→ REQUIRED TASK
Please extract every line of the data below that contains the word "digital".

→ SUPPLIED INFORMATION
---

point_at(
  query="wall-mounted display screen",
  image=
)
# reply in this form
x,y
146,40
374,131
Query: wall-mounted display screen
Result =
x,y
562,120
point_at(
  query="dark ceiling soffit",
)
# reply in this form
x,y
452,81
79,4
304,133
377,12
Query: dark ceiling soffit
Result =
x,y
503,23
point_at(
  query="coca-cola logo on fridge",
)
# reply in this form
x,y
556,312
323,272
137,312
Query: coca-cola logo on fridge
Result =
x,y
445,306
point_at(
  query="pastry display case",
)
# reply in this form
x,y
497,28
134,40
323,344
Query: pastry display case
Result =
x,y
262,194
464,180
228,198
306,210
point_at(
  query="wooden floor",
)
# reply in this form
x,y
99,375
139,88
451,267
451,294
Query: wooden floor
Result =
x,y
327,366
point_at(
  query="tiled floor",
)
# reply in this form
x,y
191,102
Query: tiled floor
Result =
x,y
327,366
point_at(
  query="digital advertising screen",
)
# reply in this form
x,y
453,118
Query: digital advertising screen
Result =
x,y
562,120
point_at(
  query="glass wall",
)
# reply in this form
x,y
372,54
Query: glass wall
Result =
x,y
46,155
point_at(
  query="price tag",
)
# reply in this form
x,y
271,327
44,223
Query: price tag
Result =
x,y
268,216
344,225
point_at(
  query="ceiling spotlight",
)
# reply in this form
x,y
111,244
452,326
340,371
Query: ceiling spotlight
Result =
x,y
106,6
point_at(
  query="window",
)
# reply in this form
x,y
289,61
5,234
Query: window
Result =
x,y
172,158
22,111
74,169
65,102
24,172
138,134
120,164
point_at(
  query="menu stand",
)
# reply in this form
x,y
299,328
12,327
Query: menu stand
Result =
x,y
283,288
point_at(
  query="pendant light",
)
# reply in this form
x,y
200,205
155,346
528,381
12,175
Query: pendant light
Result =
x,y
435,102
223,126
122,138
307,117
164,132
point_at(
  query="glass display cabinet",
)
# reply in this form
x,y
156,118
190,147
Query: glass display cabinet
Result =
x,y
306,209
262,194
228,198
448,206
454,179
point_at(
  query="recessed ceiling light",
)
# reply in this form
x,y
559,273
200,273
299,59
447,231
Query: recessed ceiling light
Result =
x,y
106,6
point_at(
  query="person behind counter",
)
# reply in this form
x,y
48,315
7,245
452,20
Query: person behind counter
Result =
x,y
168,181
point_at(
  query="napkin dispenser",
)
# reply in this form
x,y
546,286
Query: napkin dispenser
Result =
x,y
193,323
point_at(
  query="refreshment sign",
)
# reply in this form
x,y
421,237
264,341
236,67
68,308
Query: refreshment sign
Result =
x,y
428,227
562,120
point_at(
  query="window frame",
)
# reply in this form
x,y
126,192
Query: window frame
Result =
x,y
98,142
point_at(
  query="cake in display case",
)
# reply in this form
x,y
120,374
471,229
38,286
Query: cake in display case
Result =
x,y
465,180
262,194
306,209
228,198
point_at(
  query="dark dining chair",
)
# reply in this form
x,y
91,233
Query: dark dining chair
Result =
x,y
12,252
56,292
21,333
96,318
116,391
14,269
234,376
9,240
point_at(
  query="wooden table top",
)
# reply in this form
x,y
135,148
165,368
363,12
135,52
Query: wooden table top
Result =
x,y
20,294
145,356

---

→ TASK SOLUTION
  query="digital advertising screen",
Query: digital advertising screen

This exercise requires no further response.